取り組む課題: 詰替え容器についての文章を、最後の文の後から続けて書いてください。

原文:
+--
説明

詰替え容器およびその製造方法

【課題】本発明の課題は、既存の製袋機や充填包装機を大幅に改造する必要なしに実施が可能であり、しかも詰替え操作が迅速に行えて、ハンドリング性も良好な詰替え容器ならびにその製造方法を提供することである。
【解決手段】基材とシーラント層を少なくとも有する1枚の積層体を、容器上辺においてシーラント層を内側にして折り曲げて、折り曲げ部と本体表面積層体と本体裏面積層体を形成し、サイドシール部と底シール部によって周縁をシールしてなる詰替え容器であって、前記折り曲げ部の前端は、注出ノズルシール部および抜き加工部シール部と共に、注出ノズルを形成しており、該注出ノズルの先端は、開封予定線に沿って切り離すことにより注出口を形成するものであり、前記折り曲げ部の後端は、該折り曲げ部と、前記サイドシール部と、これらのそれぞれに交わる気室形成シール部を3辺とする独立気室を形成したことを特徴とする詰替え容器である。

【発明の詳細な説明】
【技術分野】
【0001】
本発明は、液体洗剤、柔軟剤などのトイレタリー用品や、食用油、インスタントコーヒーなどの食品等を収納する詰替え容器に関し、特に手で掴みやすい保持部を有し、注出時の利便性に優れた詰替え容器ならびにその製造方法に関するものである。
【背景技術】
【0002】
液体洗剤や柔軟仕上げ剤などのトイレタリー用品や、食用油、インスタントコーヒーなどの食品は、それぞれ使いやすいような形状の専用容器に収納されている。専用容器は、構造もしっかりしており、従って高価であることから、内容物が無くなった段階で、繰り返し使用することができるように、内容物のみを詰替える詰替え容器入りの製品が別途販売されていることが多い。
【0003】
例えば液体洗剤の容器は、洗剤を使用する時にその都度適切な量を計量して取り出す必要があるため、軽量カップに注ぎやすいように、注出口にノズルを備えた剛性のあるプラスチック容器が、繰り返し使用容器として用いられている。この容器に対して、内容物を補充するための詰替え用の容器としては、軟包装フィルムからなる柔軟な容器に、注出口を形成した容器や、口栓を取付けた容器が一般的に使用されている。
+--
[ポインティングデータセットの抜粋]
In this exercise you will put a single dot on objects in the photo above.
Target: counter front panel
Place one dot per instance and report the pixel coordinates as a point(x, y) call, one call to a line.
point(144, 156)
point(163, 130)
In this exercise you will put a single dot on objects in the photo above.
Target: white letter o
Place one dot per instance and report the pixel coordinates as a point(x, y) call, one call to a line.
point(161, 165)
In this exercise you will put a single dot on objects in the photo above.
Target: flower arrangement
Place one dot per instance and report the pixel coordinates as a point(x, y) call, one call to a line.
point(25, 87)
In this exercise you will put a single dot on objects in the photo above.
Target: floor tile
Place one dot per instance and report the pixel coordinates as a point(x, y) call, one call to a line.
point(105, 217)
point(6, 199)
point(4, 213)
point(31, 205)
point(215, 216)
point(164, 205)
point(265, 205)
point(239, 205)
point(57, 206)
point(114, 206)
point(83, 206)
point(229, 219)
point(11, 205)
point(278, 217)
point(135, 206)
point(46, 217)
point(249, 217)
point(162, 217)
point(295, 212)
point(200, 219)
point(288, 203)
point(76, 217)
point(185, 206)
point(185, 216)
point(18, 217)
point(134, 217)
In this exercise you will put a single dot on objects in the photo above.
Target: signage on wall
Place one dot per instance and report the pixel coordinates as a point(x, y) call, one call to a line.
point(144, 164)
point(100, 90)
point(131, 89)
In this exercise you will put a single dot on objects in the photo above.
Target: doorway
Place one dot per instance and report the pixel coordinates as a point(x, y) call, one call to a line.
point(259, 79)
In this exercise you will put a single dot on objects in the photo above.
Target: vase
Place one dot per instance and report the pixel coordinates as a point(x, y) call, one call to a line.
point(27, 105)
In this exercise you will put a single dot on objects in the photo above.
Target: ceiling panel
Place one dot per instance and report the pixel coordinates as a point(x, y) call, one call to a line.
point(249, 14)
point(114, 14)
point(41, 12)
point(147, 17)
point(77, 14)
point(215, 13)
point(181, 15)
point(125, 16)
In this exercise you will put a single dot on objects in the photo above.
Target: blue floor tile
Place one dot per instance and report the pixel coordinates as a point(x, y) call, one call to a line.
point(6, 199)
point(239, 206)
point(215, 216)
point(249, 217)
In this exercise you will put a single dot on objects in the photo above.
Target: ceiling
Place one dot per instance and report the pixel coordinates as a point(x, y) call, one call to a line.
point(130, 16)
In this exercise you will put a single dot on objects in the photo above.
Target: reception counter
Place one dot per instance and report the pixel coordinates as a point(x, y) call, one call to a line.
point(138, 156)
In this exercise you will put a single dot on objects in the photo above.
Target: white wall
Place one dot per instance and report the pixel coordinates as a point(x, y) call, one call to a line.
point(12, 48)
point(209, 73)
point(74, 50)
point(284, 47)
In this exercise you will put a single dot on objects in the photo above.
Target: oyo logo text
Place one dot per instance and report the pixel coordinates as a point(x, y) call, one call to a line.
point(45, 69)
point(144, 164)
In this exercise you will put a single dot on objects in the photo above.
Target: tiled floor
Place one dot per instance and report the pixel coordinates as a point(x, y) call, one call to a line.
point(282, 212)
+--
回答:
【0004】
繰り返し使用する剛性の容器は、もっぱら注出し易いように設計されているため、繰り返し使用する容器に対して、詰替え容器から内容物を補充する詰替え操作の利便性を考慮したものでは、必ずしもなかった。
【0005】
また一方、詰替え容器も、もっぱら安価に製造することに重点を置くあまり、必ずしも詰替え操作の利便性を考慮したものではなかった。この詰替え操作における利便性の中で最も基本的な課題の一つとしては、注出口の閉塞性の問題が挙げられる。
【0006】
図6に示した従来の詰替え容器は、注出口31の上下がシール部13、16で挟まれているため、注出口の全巾に対する有効開口巾が狭くなり、しかも注出口の両端がシールされている関係上、注出口を形成する表裏のフィルムが密着して注出口が閉塞しやすい。このため、注出操作に時間がかかるという問題があった。
【0007】
本出願人の出願になる特許文献1に記載された軟質包装袋の注出口は、この詰替え容器の注出口が閉塞しやすいという問題を解消するためになされたものであり、図7に示したように、1枚の積層樹脂フィルムの上辺を二つ折りして注出口を形成したことにより、液状の収納物が残り少なくなっても表裏のフィルムが密着して注出口が閉塞することがない。
【0008】
しかし特許文献1に記載された注出口を有する軟質包装袋は、注出する際に手で掴むために用意された部分が特に存在しないため、注出に際しては、両手で袋をかかえるように保持しなければならず、詰替え操作におけるハンドリング性の面では必ずしも十分なものではなかった。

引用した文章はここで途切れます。